▶ _Selected passage_
↓
Department of Molecular & Cellular Oncology and Center for Biological Pathways Seminar Series

PRESENTER:  Channing J. Der, PhD, Kenan Distinguished Professor, Professor, Dept of Pharmacology, UNC Lineberger Comprehensive Cancer Center, School of Medicine, Chapel Hill, NC

TOPIC:  "Aberrant Ras and Rho Signaling: Drugging the Undruggable"

HOSTS:  Dr. Mien-Chie Hung and Dr. Dihua Yu

Date: 1/16/13, 11am to 12:30pm
Time: 1/16/13, 11am to 12:30pm
Location: AT&T Auditorium, Main Building, Floor 2 (B2.4750)
↑
(Dataset entries)
↓
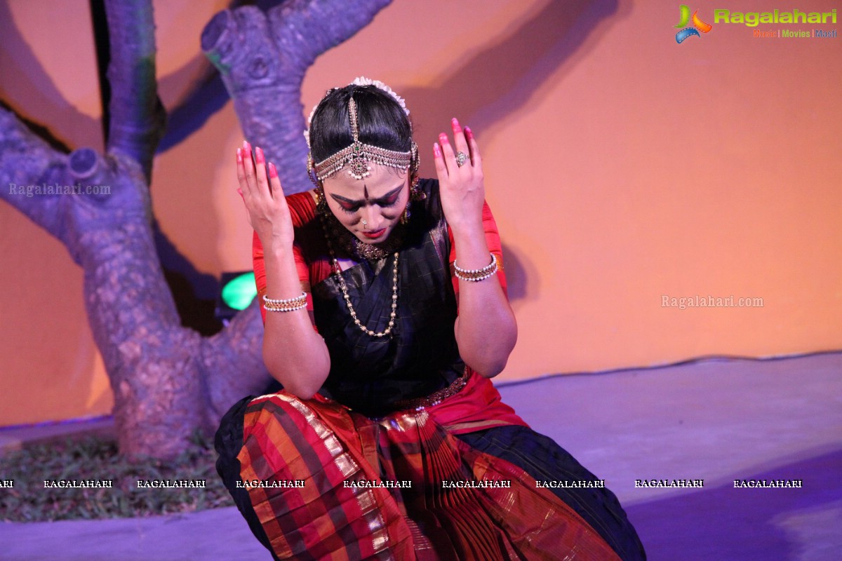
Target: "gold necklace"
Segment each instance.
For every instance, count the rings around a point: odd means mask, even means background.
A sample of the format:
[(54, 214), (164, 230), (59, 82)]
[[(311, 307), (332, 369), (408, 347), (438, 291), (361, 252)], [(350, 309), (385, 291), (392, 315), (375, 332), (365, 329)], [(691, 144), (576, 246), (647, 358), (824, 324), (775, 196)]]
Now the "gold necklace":
[[(395, 326), (395, 318), (397, 317), (397, 255), (398, 251), (395, 251), (395, 265), (392, 272), (392, 312), (389, 314), (389, 325), (382, 331), (372, 331), (370, 329), (366, 327), (357, 317), (357, 312), (354, 310), (354, 306), (351, 304), (351, 297), (348, 295), (348, 285), (345, 284), (345, 279), (342, 278), (342, 270), (339, 268), (339, 262), (336, 259), (336, 253), (333, 251), (333, 244), (330, 241), (330, 236), (328, 236), (328, 226), (325, 222), (325, 215), (323, 214), (320, 214), (322, 219), (322, 230), (324, 232), (324, 240), (328, 242), (328, 251), (330, 253), (331, 267), (333, 269), (333, 274), (339, 283), (339, 289), (342, 290), (342, 297), (345, 299), (345, 306), (348, 308), (348, 311), (351, 314), (351, 318), (354, 320), (354, 323), (357, 327), (360, 329), (364, 333), (369, 335), (372, 337), (385, 337), (386, 336), (392, 333), (392, 329)], [(369, 244), (365, 244), (369, 245)]]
↑
▶ _Set of tasks_
[1] In the seminar announcement, what is the title of the talk?
[2] Retype the seminar announcement from "Department of Molecular" to "Floor 2 (B2.4750)".

▶ _Task solutions_
[1] "Aberrant Ras and Rho Signaling: Drugging the Undruggable"

[2]
Department of Molecular & Cellular Oncology and Center for Biological Pathways Seminar Series

PRESENTER:  Channing J. Der, PhD, Kenan Distinguished Professor, Professor, Dept of Pharmacology, UNC Lineberger Comprehensive Cancer Center, School of Medicine, Chapel Hill, NC

TOPIC:  "Aberrant Ras and Rho Signaling: Drugging the Undruggable"

HOSTS:  Dr. Mien-Chie Hung and Dr. Dihua Yu

Date: 1/16/13, 11am to 12:30pm
Time: 1/16/13, 11am to 12:30pm
Location: AT&T Auditorium, Main Building, Floor 2 (B2.4750)